# MATERIALS PROVIDED start

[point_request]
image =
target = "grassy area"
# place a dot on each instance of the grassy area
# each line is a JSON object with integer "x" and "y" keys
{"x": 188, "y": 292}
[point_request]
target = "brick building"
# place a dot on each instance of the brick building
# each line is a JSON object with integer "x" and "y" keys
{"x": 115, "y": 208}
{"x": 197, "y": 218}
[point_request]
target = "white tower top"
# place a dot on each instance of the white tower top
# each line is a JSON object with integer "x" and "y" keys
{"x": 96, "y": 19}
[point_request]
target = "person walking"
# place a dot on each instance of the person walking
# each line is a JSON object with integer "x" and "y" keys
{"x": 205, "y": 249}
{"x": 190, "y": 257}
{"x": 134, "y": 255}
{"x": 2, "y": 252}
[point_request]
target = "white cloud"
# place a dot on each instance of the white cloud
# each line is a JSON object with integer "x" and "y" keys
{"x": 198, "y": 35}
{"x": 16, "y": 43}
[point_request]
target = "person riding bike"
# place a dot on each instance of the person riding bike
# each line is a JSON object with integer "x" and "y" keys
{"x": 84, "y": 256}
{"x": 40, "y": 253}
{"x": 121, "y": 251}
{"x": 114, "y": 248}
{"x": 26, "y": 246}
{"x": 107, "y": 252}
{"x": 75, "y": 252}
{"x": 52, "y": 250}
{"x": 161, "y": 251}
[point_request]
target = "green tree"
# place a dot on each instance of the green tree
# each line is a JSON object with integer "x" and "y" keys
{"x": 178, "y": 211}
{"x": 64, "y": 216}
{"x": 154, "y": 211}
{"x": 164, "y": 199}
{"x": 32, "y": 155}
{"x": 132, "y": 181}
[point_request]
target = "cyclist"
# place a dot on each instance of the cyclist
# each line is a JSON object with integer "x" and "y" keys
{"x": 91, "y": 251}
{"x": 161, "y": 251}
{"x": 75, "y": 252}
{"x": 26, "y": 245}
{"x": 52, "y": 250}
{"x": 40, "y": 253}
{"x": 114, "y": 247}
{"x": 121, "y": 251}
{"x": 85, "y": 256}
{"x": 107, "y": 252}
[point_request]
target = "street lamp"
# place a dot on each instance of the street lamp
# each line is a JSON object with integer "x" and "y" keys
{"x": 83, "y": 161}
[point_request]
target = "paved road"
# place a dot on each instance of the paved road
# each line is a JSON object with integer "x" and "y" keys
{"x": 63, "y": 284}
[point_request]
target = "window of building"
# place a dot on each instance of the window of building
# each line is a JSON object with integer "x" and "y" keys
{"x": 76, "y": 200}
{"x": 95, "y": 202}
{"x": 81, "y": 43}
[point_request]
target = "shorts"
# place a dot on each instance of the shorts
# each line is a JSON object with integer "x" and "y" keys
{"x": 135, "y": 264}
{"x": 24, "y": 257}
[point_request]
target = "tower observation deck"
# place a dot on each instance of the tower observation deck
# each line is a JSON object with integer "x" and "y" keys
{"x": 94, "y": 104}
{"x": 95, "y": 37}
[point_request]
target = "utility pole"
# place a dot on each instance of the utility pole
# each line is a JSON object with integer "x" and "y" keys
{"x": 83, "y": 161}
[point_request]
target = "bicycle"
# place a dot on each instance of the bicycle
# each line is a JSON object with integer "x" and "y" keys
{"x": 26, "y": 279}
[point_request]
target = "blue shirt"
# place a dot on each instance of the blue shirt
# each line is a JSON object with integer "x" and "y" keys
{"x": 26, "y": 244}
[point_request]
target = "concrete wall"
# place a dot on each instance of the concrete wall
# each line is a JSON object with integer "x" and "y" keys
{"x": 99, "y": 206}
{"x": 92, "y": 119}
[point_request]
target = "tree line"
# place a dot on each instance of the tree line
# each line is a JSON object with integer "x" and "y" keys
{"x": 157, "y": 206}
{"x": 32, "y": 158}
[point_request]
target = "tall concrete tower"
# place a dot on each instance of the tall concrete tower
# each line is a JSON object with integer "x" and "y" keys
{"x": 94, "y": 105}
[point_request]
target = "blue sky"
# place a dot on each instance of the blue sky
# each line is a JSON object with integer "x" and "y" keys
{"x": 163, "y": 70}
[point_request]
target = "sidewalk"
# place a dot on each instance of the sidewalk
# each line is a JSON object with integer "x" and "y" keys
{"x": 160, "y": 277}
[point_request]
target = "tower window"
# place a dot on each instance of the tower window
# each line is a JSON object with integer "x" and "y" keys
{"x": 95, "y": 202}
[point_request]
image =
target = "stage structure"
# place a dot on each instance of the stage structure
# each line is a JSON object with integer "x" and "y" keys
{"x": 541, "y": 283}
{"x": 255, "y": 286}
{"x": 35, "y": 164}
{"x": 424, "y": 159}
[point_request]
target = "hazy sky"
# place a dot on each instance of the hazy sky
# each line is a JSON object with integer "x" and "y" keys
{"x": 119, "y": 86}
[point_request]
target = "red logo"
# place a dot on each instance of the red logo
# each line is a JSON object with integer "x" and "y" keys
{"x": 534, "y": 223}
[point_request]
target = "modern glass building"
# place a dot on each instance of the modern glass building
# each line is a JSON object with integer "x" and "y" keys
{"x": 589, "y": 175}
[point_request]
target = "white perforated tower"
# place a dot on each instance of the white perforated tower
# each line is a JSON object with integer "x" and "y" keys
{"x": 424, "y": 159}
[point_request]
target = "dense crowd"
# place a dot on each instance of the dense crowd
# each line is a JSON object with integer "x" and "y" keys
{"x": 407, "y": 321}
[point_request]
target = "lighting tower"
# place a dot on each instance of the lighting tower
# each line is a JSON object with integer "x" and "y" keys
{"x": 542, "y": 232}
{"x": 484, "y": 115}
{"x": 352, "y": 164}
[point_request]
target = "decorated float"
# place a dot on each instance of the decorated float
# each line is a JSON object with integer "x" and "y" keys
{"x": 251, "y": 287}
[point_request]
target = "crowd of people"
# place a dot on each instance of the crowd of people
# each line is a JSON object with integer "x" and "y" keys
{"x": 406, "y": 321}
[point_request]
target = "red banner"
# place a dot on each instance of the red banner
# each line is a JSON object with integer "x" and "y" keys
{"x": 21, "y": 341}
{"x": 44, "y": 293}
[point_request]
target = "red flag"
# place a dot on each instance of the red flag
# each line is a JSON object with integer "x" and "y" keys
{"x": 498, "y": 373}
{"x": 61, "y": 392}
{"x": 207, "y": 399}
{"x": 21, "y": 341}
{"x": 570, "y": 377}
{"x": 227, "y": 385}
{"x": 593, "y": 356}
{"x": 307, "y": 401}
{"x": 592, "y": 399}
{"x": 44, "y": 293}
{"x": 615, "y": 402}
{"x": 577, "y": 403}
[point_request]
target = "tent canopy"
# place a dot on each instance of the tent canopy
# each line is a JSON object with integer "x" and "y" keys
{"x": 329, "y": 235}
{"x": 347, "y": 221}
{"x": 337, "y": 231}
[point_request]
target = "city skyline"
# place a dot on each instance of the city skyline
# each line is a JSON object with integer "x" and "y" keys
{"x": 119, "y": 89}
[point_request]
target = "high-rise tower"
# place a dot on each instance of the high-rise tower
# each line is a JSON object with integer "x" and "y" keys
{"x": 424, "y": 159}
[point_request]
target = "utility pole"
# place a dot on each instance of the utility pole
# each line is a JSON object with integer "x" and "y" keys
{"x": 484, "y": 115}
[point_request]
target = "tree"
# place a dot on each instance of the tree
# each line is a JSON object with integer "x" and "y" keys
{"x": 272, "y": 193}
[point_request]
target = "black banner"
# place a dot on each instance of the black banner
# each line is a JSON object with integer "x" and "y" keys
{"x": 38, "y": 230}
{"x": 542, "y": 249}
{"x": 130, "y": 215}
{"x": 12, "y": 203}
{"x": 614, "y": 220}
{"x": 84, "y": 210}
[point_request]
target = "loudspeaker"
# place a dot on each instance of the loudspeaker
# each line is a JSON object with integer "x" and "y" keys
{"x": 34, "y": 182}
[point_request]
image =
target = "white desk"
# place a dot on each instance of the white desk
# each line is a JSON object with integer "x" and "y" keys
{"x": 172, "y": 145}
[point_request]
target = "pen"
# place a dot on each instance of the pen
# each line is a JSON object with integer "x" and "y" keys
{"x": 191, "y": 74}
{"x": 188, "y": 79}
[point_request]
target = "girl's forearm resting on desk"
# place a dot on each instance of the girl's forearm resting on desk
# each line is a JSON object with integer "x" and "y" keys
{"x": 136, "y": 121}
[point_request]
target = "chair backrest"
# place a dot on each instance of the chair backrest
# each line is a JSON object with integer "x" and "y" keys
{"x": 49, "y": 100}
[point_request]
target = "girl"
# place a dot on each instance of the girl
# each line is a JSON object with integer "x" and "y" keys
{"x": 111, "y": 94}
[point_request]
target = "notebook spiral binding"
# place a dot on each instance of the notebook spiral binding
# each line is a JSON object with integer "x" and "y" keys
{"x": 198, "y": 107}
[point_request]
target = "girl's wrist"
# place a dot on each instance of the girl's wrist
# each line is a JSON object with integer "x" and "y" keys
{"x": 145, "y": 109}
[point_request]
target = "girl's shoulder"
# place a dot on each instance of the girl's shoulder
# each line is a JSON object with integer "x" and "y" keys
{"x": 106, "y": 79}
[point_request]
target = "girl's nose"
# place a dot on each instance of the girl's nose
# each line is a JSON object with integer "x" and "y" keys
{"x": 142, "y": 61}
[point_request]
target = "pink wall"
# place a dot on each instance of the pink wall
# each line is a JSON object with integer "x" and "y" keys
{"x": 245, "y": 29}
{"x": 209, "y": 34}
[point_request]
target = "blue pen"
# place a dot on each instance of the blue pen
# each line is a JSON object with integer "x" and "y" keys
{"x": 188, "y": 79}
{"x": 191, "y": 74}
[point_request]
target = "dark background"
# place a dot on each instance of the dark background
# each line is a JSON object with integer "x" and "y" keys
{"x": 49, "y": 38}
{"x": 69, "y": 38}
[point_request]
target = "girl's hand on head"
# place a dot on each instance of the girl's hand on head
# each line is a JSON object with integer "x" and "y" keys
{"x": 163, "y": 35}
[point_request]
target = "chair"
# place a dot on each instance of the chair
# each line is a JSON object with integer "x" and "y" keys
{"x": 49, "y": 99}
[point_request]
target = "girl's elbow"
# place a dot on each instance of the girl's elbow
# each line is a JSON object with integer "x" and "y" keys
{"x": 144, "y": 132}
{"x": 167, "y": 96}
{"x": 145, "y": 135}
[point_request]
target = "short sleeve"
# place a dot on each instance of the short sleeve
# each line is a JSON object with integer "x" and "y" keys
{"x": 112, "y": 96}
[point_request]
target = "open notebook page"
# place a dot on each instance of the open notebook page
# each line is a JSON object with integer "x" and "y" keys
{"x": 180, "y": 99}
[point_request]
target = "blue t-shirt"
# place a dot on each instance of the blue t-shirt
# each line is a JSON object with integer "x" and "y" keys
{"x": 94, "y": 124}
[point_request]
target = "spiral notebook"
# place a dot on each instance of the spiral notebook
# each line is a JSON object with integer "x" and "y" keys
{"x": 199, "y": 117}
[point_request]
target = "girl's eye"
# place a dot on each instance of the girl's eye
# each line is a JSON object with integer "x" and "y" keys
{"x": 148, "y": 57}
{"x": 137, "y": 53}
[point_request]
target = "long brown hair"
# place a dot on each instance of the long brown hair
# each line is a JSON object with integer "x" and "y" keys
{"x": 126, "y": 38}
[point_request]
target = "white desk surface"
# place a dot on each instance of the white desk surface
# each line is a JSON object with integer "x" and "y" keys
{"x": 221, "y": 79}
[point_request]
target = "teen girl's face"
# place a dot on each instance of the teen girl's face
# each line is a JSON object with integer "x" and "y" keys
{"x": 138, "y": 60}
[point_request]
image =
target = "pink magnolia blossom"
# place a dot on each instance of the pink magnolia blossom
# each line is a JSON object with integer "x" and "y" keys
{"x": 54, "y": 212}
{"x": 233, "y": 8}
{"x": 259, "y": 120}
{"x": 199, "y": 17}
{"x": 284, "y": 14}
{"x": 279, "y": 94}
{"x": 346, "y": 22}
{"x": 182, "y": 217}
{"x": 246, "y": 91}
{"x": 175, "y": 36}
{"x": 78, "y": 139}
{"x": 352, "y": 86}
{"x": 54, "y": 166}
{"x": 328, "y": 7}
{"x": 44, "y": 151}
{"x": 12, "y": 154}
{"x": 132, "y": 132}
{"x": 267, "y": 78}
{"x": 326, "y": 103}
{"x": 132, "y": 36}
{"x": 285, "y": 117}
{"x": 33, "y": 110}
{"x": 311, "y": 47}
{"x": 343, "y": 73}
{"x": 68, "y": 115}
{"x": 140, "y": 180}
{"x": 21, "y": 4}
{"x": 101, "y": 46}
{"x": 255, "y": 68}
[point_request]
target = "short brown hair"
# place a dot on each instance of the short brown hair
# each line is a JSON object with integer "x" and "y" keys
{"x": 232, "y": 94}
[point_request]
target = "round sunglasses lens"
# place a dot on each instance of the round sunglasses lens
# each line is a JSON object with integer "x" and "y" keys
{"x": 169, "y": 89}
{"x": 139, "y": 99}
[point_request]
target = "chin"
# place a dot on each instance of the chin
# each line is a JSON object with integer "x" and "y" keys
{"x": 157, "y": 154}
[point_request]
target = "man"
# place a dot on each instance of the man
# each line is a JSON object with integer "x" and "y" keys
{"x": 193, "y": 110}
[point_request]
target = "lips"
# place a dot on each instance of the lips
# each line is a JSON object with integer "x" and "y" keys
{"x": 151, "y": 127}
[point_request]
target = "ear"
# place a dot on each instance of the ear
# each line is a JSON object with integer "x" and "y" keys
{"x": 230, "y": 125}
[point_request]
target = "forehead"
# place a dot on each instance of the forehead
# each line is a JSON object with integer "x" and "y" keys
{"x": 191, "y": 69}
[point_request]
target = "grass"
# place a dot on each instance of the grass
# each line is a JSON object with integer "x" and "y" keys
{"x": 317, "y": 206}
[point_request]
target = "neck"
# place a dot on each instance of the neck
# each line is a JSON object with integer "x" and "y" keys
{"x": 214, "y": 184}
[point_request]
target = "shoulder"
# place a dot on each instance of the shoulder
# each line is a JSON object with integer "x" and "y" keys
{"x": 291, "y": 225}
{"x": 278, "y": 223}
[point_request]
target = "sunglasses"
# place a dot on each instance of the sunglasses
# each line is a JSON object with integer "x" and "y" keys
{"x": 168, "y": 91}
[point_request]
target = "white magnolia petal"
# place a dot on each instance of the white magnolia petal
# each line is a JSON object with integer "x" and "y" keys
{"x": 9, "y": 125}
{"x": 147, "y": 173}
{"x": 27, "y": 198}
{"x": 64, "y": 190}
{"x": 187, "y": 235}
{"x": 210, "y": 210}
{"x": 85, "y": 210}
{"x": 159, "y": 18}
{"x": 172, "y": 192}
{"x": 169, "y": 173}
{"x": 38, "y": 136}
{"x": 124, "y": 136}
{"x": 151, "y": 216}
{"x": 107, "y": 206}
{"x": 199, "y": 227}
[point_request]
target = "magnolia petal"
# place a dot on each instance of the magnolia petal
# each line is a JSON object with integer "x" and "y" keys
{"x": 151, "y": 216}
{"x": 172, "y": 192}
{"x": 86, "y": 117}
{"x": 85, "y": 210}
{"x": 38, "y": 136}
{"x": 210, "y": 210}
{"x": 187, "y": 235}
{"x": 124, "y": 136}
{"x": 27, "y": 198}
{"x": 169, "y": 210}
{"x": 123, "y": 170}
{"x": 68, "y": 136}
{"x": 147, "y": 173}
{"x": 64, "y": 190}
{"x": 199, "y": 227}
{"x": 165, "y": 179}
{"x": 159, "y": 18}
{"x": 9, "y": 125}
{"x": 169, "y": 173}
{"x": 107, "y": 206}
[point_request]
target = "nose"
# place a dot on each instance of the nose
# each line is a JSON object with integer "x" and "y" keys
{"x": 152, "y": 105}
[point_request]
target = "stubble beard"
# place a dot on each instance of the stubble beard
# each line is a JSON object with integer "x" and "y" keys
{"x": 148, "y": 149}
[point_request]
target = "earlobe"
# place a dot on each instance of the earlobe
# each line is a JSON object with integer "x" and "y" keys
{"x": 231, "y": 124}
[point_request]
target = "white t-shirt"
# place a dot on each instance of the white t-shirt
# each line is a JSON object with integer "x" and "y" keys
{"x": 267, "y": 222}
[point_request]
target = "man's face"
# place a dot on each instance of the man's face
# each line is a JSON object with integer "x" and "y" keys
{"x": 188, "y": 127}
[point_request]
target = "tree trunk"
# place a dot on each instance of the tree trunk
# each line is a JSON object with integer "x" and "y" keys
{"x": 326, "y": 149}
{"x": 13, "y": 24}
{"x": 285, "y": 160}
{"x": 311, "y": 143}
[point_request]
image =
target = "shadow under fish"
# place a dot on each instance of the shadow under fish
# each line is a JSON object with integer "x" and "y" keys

# MATERIALS PROVIDED end

* **WHAT TO WORK ON**:
Select every line of the listing above that contains the word "under" and copy each one.

* **WORKED ANSWER**:
target = "shadow under fish"
# place a dot on each instance of the shadow under fish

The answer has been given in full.